Written task: Update the lines below by changing each "mongoose" to "meerkat" and leaving everything else as it is. Omit the pictures from your answer.

Collection entries:
------------------------------------------------------------------------
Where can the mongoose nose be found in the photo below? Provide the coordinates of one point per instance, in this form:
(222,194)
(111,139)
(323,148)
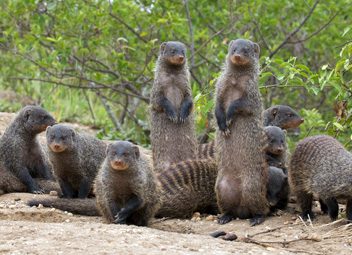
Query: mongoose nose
(238,57)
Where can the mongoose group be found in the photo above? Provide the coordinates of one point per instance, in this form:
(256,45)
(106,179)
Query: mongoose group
(244,173)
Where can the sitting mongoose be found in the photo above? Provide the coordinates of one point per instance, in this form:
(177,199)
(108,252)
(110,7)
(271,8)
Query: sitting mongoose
------------------------------------------------------------------------
Result for this exercise:
Where can the meerkat nose be found in the photo below? Provide the coordinates of one point per instance, in this form:
(222,194)
(111,139)
(323,148)
Query: meerkat nose
(238,57)
Where can the meerkat group be found in the photo above? Provide the coordinates of one point per instance, in this form:
(256,45)
(106,179)
Query: meerkat group
(244,173)
Where can the sitting meerkat be found in the photo above? Provide the coordinates of one point per instance, in this form:
(177,199)
(108,252)
(110,7)
(271,8)
Query: sitting meerkat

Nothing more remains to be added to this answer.